■ **Source extract**:
::::::::

Charles Darwin was not the first person to observe mutation of species or work on natural selection. Indeed, the notion of evolution was not particularly original in Darwin's time. The idea had existed for centuries.
Numerous scientists had written on the subject; a few had published, with considerable risks to their lives, books that matched On the Origin of Species in scope and brilliance. Rebecca Stott, who grew up in a Creationist household, seeks to shine some limelight on these unsung heroes of evolution.
To begin with, not one but two scientists should be credited with providing a scientific basis for evolution. The young and brilliant Alfred Russel Wallace, who travelled the Malay Archipelago with his servant Ali, had worked out natural selection at about the same time as Darwin. Indeed, Darwin had to rush into publication in 1859 as he feared that Wallace would be seen as the "discoverer" of evolution. The two read their papers jointly at the Royal Society. But Wallace was largely forgotten.
There were other claimants, even during Darwin's time. He was accused of plagiarism in Gardener's Chronicle by Patrick Matthew, a Scottish landowner and fruit farmer. Matthew claimed to have discovered natural selection 28 years before Darwin; he had his book, Naval Timber and Arboriculture, as a proof. Darwin was forced to add a preface to the third edition of Origins giving a line of intellectual descent. It was a list of 30 scientists, including Matthew and Darwin's grandfather, Erasmus. In his Zoomania, published in 1794, Erasmus argued that species had descended from minute aquatic filament swimming in a prehistoric sea.

::::::::

■ **Source material**:
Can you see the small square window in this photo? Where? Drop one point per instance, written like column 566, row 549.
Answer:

::::::::

■ **What is asked**:
- a) In the passage on Darwin's predecessors, reproduce word for word everything from "Charles Darwin was" down to "heroes of evolution.".
- b) Using the passage on Darwin's predecessors, answer these:
(i) In what year did Darwin rush into publication?
(ii) What book did Patrick Matthew offer as proof of his claim?
(iii) How many scientists were on the list in the preface to the third edition of Origins?

■ **Results of the tasks**:
- a)
Charles Darwin was not the first person to observe mutation of species or work on natural selection. Indeed, the notion of evolution was not particularly original in Darwin's time. The idea had existed for centuries.
Numerous scientists had written on the subject; a few had published, with considerable risks to their lives, books that matched On the Origin of Species in scope and brilliance. Rebecca Stott, who grew up in a Creationist household, seeks to shine some limelight on these unsung heroes of evolution.

- b)
(i) 1859
(ii) Naval Timber and Arboriculture
(iii) 30